● **GIVEN TASK**: Please put every line of the entries below into a numbered list, skipping blank lines and leaving the pictures out.

+--

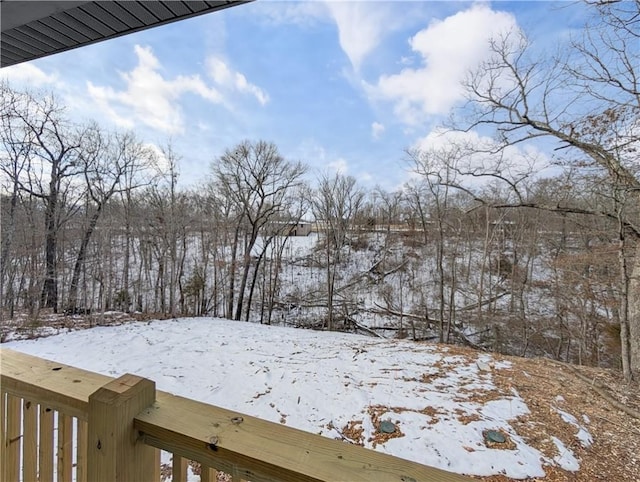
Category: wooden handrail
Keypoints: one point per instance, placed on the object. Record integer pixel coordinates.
(61, 387)
(241, 445)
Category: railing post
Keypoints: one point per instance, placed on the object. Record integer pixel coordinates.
(115, 452)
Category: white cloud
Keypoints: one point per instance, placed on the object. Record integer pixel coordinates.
(149, 97)
(277, 12)
(27, 73)
(234, 81)
(361, 27)
(376, 130)
(477, 158)
(448, 49)
(340, 166)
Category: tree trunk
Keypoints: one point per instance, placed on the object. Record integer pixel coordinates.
(50, 287)
(633, 322)
(82, 253)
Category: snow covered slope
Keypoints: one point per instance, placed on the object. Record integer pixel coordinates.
(440, 402)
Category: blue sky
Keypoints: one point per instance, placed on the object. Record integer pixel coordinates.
(338, 85)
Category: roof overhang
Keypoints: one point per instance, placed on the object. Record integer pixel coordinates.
(32, 28)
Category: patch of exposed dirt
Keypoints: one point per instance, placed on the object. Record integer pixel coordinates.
(548, 387)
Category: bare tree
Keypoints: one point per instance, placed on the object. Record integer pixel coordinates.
(259, 180)
(587, 101)
(51, 149)
(335, 205)
(106, 160)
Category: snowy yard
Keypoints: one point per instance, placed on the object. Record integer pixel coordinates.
(441, 401)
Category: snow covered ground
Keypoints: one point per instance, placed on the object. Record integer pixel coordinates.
(336, 385)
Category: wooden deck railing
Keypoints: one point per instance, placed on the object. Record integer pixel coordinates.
(62, 423)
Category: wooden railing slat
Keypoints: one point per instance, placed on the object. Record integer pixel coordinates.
(29, 441)
(14, 437)
(3, 428)
(157, 453)
(45, 445)
(115, 452)
(207, 474)
(179, 469)
(65, 448)
(81, 451)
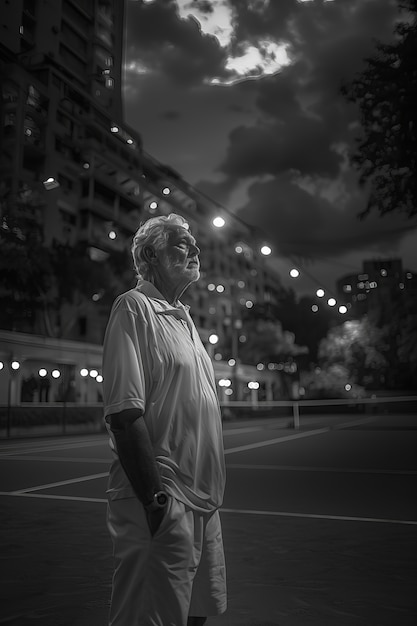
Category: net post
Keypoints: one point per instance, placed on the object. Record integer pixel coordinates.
(296, 415)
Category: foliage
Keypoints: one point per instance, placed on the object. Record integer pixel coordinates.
(386, 92)
(330, 381)
(268, 342)
(359, 346)
(26, 277)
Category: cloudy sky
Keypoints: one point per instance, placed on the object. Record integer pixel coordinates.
(242, 98)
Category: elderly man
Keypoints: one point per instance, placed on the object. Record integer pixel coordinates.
(161, 408)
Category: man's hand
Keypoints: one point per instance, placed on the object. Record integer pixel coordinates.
(154, 519)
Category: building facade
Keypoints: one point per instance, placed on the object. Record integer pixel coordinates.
(382, 285)
(73, 169)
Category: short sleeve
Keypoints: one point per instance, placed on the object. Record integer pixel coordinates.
(125, 355)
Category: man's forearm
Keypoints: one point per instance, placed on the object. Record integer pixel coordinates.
(136, 455)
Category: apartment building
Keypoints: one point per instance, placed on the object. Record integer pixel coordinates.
(75, 171)
(382, 285)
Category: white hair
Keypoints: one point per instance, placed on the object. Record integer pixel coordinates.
(153, 232)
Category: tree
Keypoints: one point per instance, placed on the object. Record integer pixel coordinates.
(358, 346)
(26, 273)
(386, 92)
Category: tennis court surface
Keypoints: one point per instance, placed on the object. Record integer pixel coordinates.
(320, 525)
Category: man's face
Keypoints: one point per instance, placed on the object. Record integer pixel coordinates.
(179, 260)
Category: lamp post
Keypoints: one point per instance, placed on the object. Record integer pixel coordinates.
(13, 370)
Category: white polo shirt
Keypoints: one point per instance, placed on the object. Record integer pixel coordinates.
(154, 360)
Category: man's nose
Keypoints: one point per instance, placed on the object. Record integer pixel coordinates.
(194, 250)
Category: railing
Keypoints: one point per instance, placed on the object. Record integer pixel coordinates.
(294, 408)
(32, 419)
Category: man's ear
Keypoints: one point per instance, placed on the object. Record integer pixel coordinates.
(150, 255)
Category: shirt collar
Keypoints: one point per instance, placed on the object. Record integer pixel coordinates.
(150, 291)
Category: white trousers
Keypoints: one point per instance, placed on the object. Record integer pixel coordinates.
(164, 579)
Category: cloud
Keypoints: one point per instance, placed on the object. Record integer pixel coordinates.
(160, 41)
(203, 6)
(301, 219)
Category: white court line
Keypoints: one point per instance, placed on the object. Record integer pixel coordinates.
(341, 518)
(270, 442)
(240, 431)
(67, 446)
(60, 483)
(61, 459)
(45, 496)
(304, 468)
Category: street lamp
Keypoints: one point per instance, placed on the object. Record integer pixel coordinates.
(219, 222)
(14, 368)
(266, 250)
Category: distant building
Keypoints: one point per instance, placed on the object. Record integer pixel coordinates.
(382, 284)
(75, 171)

+--

● **ANSWER TO THE TASK**:
1. Category: wooden handrail
2. Keypoints: one point per instance, placed on the object. Record integer pixel coordinates.
3. (61, 387)
4. (241, 445)
5. Category: railing post
6. Keypoints: one point per instance, placed on the object. Record integer pixel coordinates.
7. (115, 452)
8. Category: white cloud
9. Keypoints: one point per instance, placed on the object. Record integer pixel coordinates.
10. (149, 97)
11. (277, 12)
12. (27, 73)
13. (234, 81)
14. (361, 27)
15. (376, 130)
16. (477, 158)
17. (448, 49)
18. (340, 166)
19. Category: tree trunk
20. Keypoints: one point per instance, placed on the object. Record integer pixel coordinates.
21. (50, 287)
22. (633, 322)
23. (82, 253)
24. Category: snow covered slope
25. Keypoints: one point per instance, placed on the object. Record integer pixel coordinates.
26. (440, 402)
27. Category: blue sky
28. Keypoints: one point per instance, placed on the object. Record integer pixel coordinates.
29. (338, 85)
30. Category: roof overhang
31. Keypoints: one point per instance, placed on the object. Record integer pixel coordinates.
32. (32, 28)
33. Category: patch of exposed dirt
34. Keypoints: one point per instance, placed on the object. Record integer pixel coordinates.
35. (548, 387)
36. Category: bare tree
37. Keypoints: one point per instance, placed on the object. Record integer pixel coordinates.
38. (259, 180)
39. (587, 101)
40. (51, 149)
41. (335, 205)
42. (106, 160)
43. Category: snowy yard
44. Keypoints: one point per instance, placed on the object. Record integer pixel coordinates.
45. (441, 401)
46. Category: snow covered ground
47. Keypoints: one point per instance, placed on the object. Record integer pixel coordinates.
48. (336, 385)
49. Category: wooden deck railing
50. Keypoints: one point per instance, placed on the object. Record integer pixel coordinates.
51. (62, 423)
52. Category: wooden railing slat
53. Keypoints: one point per instance, placed on the object. Record integer pixel coordinates.
54. (29, 441)
55. (14, 437)
56. (3, 428)
57. (157, 453)
58. (45, 445)
59. (115, 452)
60. (207, 474)
61. (179, 469)
62. (65, 448)
63. (81, 451)
64. Category: net post
65. Keypoints: one point per instance, placed on the object. Record integer pixel coordinates.
66. (296, 415)
67. Category: foliage
68. Keypoints: one point per instance, placed on the object. Record integer pixel coordinates.
69. (386, 92)
70. (330, 381)
71. (268, 342)
72. (359, 346)
73. (26, 277)
74. Category: cloudy sky
75. Keypoints: one point per instance, placed on the object. Record integer pixel coordinates.
76. (242, 98)
77. Category: elderly man
78. Keypoints: one point per instance, placed on the object. Record integer pixel coordinates.
79. (161, 408)
80. Category: man's hand
81. Keypoints: one point per instance, placed on the object. Record integer pixel coordinates.
82. (154, 519)
83. Category: building facade
84. Keypoints: one point per instance, placed on the object. Record integer pixel coordinates.
85. (382, 285)
86. (73, 169)
87. Category: short sleeve
88. Keypoints: one point per instance, placed on the object. Record integer pixel coordinates.
89. (125, 355)
90. Category: man's forearm
91. Keypoints: one point per instance, placed on the object. Record integer pixel coordinates.
92. (136, 455)
93. Category: apartment building
94. Keypoints: one point per instance, placed on the object. Record integer pixel coordinates.
95. (75, 171)
96. (382, 285)
97. Category: white hair
98. Keypoints: one point per instance, placed on the object. Record integer pixel coordinates.
99. (153, 232)
100. Category: tree
101. Keypoints: one point per instance, placed on the object. Record integer pixel coordinates.
102. (358, 346)
103. (26, 273)
104. (386, 92)
105. Category: tennis court surface
106. Keypoints: one point per instance, placed on the object. Record integer pixel coordinates.
107. (320, 525)
108. Category: man's face
109. Keypoints: one point per instance, placed on the object. Record integer pixel coordinates.
110. (179, 260)
111. Category: lamp post
112. Keypoints: one point per instance, placed on the object. Record integer pixel coordinates.
113. (13, 370)
114. Category: white polo shirt
115. Keypoints: one point per instance, placed on the object. Record integer pixel coordinates.
116. (154, 360)
117. Category: man's nose
118. Keypoints: one point per instance, placed on the object. Record integer pixel coordinates.
119. (194, 250)
120. Category: railing
121. Keypoints: one point per instance, placed on the object. Record integer pixel coordinates.
122. (294, 408)
123. (32, 419)
124. Category: man's ear
125. Keypoints: one point per instance, placed on the object. Record integer pixel coordinates.
126. (150, 255)
127. Category: shirt collar
128. Keypoints: one point per instance, placed on the object. Record integer pixel coordinates.
129. (150, 291)
130. Category: white trousers
131. Keypoints: one point per instance, placed on the object. Record integer pixel coordinates.
132. (164, 579)
133. Category: cloud
134. Keypoints: one point per instance, placed on the object. Record integer pixel coordinates.
135. (160, 41)
136. (203, 6)
137. (301, 219)
138. Category: white court line
139. Keypoints: one point per instance, placed on the object. Record integer pixel coordinates.
140. (341, 518)
141. (270, 442)
142. (240, 431)
143. (67, 446)
144. (60, 483)
145. (61, 459)
146. (45, 496)
147. (304, 468)
148. Category: street lamp
149. Keypoints: one point per instance, placed on the object. Record integer pixel coordinates.
150. (219, 222)
151. (14, 368)
152. (266, 250)
153. Category: distant building
154. Keypoints: one point per instance, placed on the object. Record integer pixel coordinates.
155. (382, 284)
156. (75, 171)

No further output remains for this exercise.